Some forest and wood based companies and also associations representing these sectors have been very well-succeeded in using the web to inform about the sector. Others, unfortunately not. Dear friends, please have in mind that today, all companies and associations have their own websites. It is a must in the modern days. However, pay attention to what they offer to the society - close to 100% of the companies offer a heavy annual report file or the charming Sustainability Report for downloading. They are very heavy files, taking long time for downloading, and they are more written to explain about the company to investors, bankers, or decision-makers, than really to tell society about our sector or our daily activities. They may be useful to some hundreds of persons, when we have millions to be touched at hearts with a simpler language and more didactic texts. Within these millions of people we have: students, judges, prosecutors, researchers, professors, investors, curious, children, farmers, etc. Our ability to explain about our processes, products, markets, forests, etc. is still poor, we need to tell better about our benefits and strengths.

◆ **Given information**
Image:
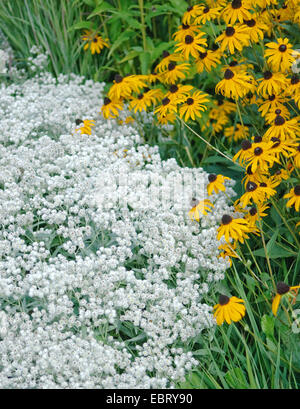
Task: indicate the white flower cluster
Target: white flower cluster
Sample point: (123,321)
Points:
(102,282)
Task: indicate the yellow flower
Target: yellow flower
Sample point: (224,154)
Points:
(86,127)
(256,28)
(283,129)
(175,72)
(110,108)
(207,60)
(95,42)
(235,229)
(216,183)
(261,156)
(280,55)
(282,289)
(271,84)
(294,196)
(236,133)
(193,106)
(235,85)
(167,58)
(229,309)
(178,93)
(234,38)
(202,206)
(192,45)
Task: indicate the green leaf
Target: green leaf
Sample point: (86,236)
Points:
(104,6)
(89,25)
(267,325)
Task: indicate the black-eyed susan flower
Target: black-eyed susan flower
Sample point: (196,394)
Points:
(235,85)
(294,196)
(191,45)
(111,108)
(229,309)
(199,207)
(271,84)
(262,156)
(166,107)
(236,133)
(296,156)
(194,105)
(167,58)
(184,30)
(191,13)
(175,72)
(234,38)
(273,102)
(256,28)
(279,55)
(179,93)
(94,41)
(231,228)
(207,61)
(283,129)
(243,154)
(281,290)
(85,126)
(216,183)
(237,10)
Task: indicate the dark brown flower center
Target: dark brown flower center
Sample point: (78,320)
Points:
(226,219)
(212,177)
(249,170)
(188,39)
(268,75)
(223,299)
(228,75)
(251,186)
(229,31)
(173,88)
(118,78)
(257,139)
(282,288)
(282,48)
(297,190)
(202,55)
(279,120)
(245,145)
(258,151)
(250,23)
(236,4)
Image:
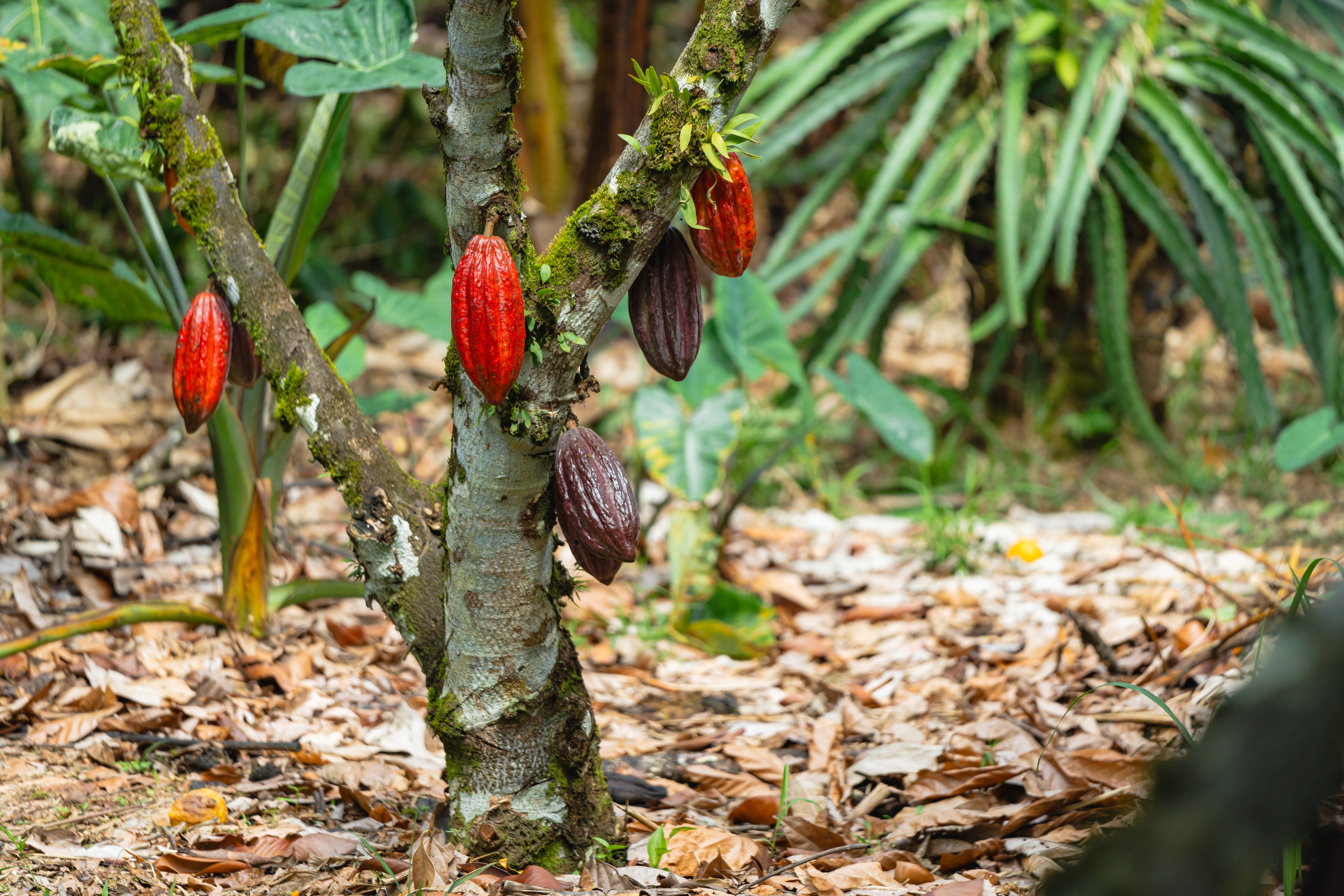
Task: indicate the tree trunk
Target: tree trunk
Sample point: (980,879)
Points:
(478,596)
(623,34)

◆ **Instruction 1**
Answer these questions about the passage above on forest and wood companies' websites, giving each answer on its own line marked (a), (b) or (c):
(a) What do close to 100% of the companies offer for downloading?
(b) Which readers are those files written for, more than for society?
(c) Which groups does the passage list among the millions of people?
◆ **Instruction 2**
Carry on the passage about forest and wood companies' websites from its last sentence.

◆ **Expected output 1**
(a) A heavy annual report file or the Sustainability Report.
(b) Investors, bankers, or decision-makers.
(c) Students, judges, prosecutors, researchers, professors, investors, curious people, children, and farmers.

◆ **Expected output 2**
Some companies are used to disclose their productive process flowsheets in the website, sometimes with some interesting animation (movies, cartoons, etc.). See (;
Sometimes this information is difficult to be captured by citizens, they need a didactic explanation, not a technical one. This means that a good existing procedure can be improved even further. This is real life, always we may improve anything we are doing. Don't you agree?

Due to these enormous difficulties that our sector has to perform well by communicating its realities to society, I decided to bring some good examples already available in our segment. Some are very clever, interesting, educational and didactic ones. We have very good websites, books, magazines and even videos, some of them with fantastic quality, good examples to be multiplied. I strongly suggest to our companies, manufacturers, and sectorial associations to have a reflection and a proactive thinking in how to multiply these examples to many more. It would be amazing to be navigating in the web and finding good quality information about the role of our forest based products in our daily life. Also, it would be great to see available in Internet the respect and awareness of our companies regarding the environmental and social issues. There are so many wonderful and interesting things to be disclosed: the paper origin, how wood is formed in nature and its main anatomical and chemical constituents, how pulp and paper are manufactured, what are fibers, how to pack articles with wooden materials, how matches are made, and furniture, and wooden houses, etc., etc. Everything could be explained in a simple, candid and didactic manner. On the sections a more technical or business languages would be needed, then, a change in the idiom and in the style. So simple this. Furthermore, we could have sections to each group of interested people: high-school or college students, kids, rural farmers, customers of wood and paper products, legislators, economists, etc., etc.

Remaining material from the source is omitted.